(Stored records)

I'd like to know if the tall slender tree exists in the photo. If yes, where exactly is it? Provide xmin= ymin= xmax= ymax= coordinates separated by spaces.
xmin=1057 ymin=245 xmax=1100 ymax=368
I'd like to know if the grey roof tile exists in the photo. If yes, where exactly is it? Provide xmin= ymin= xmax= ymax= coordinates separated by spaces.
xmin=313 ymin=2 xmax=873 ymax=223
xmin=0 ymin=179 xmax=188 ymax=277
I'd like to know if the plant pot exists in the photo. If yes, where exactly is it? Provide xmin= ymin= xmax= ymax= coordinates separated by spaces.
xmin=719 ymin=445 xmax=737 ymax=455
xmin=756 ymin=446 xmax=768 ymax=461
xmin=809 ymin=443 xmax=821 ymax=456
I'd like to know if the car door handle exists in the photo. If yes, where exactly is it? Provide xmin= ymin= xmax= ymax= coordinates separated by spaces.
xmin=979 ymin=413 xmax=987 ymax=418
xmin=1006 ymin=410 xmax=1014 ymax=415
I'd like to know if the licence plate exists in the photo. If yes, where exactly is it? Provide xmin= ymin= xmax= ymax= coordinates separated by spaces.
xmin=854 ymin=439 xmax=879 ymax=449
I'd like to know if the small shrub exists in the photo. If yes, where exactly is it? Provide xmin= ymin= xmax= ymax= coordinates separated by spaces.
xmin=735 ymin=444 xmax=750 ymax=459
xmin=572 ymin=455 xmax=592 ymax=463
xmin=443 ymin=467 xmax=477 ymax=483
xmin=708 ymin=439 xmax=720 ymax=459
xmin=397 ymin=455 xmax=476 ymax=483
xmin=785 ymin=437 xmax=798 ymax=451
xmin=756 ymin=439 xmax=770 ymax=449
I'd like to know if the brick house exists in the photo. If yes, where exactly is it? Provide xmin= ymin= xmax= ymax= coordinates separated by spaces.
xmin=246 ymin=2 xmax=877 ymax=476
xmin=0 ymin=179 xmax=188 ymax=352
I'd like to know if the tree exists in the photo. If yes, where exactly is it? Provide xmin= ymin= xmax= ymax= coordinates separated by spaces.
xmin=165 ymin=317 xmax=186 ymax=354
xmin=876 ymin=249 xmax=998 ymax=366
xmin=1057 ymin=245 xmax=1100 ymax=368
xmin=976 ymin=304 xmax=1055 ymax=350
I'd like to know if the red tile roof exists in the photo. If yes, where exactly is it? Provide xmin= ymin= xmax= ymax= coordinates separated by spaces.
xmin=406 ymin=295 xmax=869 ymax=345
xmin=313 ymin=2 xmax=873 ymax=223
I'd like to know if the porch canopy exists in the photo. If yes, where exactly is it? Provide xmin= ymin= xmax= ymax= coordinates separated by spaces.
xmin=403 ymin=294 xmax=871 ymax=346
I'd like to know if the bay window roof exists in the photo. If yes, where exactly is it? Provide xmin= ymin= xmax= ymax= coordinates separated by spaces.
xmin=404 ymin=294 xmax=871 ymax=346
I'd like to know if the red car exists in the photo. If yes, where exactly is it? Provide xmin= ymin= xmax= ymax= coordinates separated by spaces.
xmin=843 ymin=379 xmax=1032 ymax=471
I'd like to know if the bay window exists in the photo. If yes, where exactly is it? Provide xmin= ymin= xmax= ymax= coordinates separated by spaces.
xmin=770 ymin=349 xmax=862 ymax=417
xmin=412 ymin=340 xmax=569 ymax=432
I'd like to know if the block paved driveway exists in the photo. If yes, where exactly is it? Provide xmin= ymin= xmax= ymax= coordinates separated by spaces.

--- Activity ---
Go through the records above and copy each one exactly.

--- Exercise output ---
I'd like to know if the tall slender tree exists in the photo. If yes, where exactly is it? Provide xmin= ymin= xmax= ymax= coordinates separated by spaces.
xmin=1057 ymin=245 xmax=1100 ymax=368
I'd like to know if the grey roof tile exists in the photo. If yes, where exactly is it? Provide xmin= ymin= xmax= ymax= coordinates separated by spaces.
xmin=313 ymin=2 xmax=873 ymax=223
xmin=0 ymin=179 xmax=188 ymax=277
I'd like to know if the plant pot exists in the photo. If yes, where exactly is it? Provide xmin= ymin= xmax= ymax= coordinates separated by spaces.
xmin=719 ymin=445 xmax=737 ymax=455
xmin=756 ymin=446 xmax=768 ymax=461
xmin=809 ymin=443 xmax=821 ymax=456
I'd like to know if the car door handle exists in the photo. If yes, where exactly is it? Provide xmin= ymin= xmax= ymax= coordinates separated by spaces.
xmin=979 ymin=413 xmax=987 ymax=418
xmin=1006 ymin=410 xmax=1014 ymax=415
I'd like to know if the licence plate exists in the photo. If yes, where exactly is it? Provide xmin= ymin= xmax= ymax= coordinates separated by spaces.
xmin=854 ymin=439 xmax=879 ymax=449
I'd like to know if the small shrub exists in the photo. If yes, where exactly is it? Provide xmin= ymin= xmax= ymax= coordinates separated by spaces.
xmin=735 ymin=444 xmax=750 ymax=459
xmin=572 ymin=455 xmax=592 ymax=463
xmin=443 ymin=467 xmax=477 ymax=483
xmin=708 ymin=439 xmax=720 ymax=459
xmin=397 ymin=455 xmax=476 ymax=483
xmin=785 ymin=437 xmax=798 ymax=451
xmin=756 ymin=439 xmax=770 ymax=449
I'd like to know if the brick house exists in the photo. If yes, where exactly is it? Provide xmin= ymin= xmax= ymax= coordinates separated by spaces.
xmin=246 ymin=2 xmax=877 ymax=476
xmin=0 ymin=179 xmax=188 ymax=352
I'd like to know if the tree exists in the photo. If yes, where exactly is it? Provide xmin= ymin= xmax= ymax= coordinates separated by spaces.
xmin=165 ymin=317 xmax=186 ymax=354
xmin=876 ymin=249 xmax=998 ymax=366
xmin=1057 ymin=245 xmax=1100 ymax=368
xmin=976 ymin=304 xmax=1055 ymax=350
I'd like to know if the red tile roof exists in the photo. If yes, where exactly is it? Provide xmin= ymin= xmax= ymax= coordinates separated by spaces.
xmin=406 ymin=295 xmax=869 ymax=345
xmin=313 ymin=2 xmax=873 ymax=223
I'd like to know if the porch canopy exists in the photo. If yes, where exactly is it? Provide xmin= ymin= xmax= ymax= coordinates separated by spaces.
xmin=403 ymin=294 xmax=871 ymax=346
I'd like to know if the bay window roof exists in the photo. If yes, where exactly is it? Provide xmin= ymin= xmax= ymax= coordinates separated by spaces.
xmin=404 ymin=294 xmax=871 ymax=346
I'd like to know if the red car exists in the photo. If yes, where exactly is it? Provide xmin= ymin= xmax= ymax= coordinates separated by spaces.
xmin=843 ymin=379 xmax=1032 ymax=471
I'd like to know if the bay window exists in the photo. If yes, where exactly is it? Provide xmin= ymin= xmax= ymax= coordinates separated by spaces.
xmin=770 ymin=349 xmax=862 ymax=417
xmin=412 ymin=340 xmax=569 ymax=432
I'd like to know if the block paved driveway exists in the photo. If yes, where exactly is it? Provide xmin= ymin= xmax= ymax= coordinates separated by spaces.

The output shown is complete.